**TASK SET**
a – Name every database system mentioned in the Cassandra thread below.
b – In the Cassandra thread below, how many nodes did the Cassandra cluster in Matija Gobec's benchmark have?

**SUPPLIED TEXT**
..............................
Cassandra is going to be die in next few time (What I see) - Cassandra
is not solving the purpose rather people are facing fewer issue
sometime where in virtual environments.

We have tried crdb database cluster and migrated few of cluster over
on the cockroach database environment, it seems working having said
the relational as nature.

Saen

On 3/13/18, Matija Gobec <matija0...@gmail.com> wrote:
> Hi Oliver,
>
> Few years back I had a similar problem where there was a lot of data in
> MySQL and it was starting to choke. I migrated data to Cassandra, ran
> benchmarks and blew MySQL out of the water with a small 3 node C* cluster.
> If you have a use case for Cassandra the answer is yes, but keep in mind
> that there are some use cases like relational problems which can be hard to
> solve with Cassandra and I tend to keep them in relational database. That
> being said, I don't think you can benchmark these two head to head since
> they basically solve different problems and Cassandra is distributed by
> design.
..............................
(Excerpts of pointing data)
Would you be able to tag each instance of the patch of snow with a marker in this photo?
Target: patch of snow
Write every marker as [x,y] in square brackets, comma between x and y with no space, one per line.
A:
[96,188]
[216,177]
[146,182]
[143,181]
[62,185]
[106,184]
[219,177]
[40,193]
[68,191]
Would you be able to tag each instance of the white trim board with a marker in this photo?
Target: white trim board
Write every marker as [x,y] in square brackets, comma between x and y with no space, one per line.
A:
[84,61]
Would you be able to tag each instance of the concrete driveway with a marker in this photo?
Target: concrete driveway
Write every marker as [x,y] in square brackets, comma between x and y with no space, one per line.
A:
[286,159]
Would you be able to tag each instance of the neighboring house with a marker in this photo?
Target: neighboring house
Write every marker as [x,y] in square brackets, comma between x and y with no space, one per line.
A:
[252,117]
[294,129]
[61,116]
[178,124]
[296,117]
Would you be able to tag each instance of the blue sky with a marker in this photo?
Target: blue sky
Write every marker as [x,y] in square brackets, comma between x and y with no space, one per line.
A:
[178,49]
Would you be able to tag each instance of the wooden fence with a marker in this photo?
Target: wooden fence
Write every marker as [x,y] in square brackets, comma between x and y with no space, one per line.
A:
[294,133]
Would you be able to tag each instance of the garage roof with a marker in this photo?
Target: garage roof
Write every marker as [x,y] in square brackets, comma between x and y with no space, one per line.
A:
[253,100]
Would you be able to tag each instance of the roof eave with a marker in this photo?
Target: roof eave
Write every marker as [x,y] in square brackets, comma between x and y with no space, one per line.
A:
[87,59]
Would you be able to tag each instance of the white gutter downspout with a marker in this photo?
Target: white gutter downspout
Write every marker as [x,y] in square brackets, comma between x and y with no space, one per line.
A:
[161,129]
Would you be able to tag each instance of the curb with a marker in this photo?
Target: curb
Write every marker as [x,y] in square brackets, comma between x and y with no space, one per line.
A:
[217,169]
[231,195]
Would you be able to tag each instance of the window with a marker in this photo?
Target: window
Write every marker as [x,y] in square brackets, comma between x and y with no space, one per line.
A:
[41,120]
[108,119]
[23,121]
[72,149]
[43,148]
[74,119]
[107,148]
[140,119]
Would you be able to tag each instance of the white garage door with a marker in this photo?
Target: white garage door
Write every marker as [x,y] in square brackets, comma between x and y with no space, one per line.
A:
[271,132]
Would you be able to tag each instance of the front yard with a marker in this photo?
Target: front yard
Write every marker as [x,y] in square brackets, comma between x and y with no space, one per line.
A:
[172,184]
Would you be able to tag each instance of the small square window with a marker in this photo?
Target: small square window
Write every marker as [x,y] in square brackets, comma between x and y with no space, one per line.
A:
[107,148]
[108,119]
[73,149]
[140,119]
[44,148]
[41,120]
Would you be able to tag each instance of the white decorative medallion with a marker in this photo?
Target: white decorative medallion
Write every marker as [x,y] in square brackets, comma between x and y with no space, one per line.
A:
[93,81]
..............................
**ANSWERS FOR THE TASKS**
a – Cassandra, crdb (the cockroach database), and MySQL.

b – Three nodes.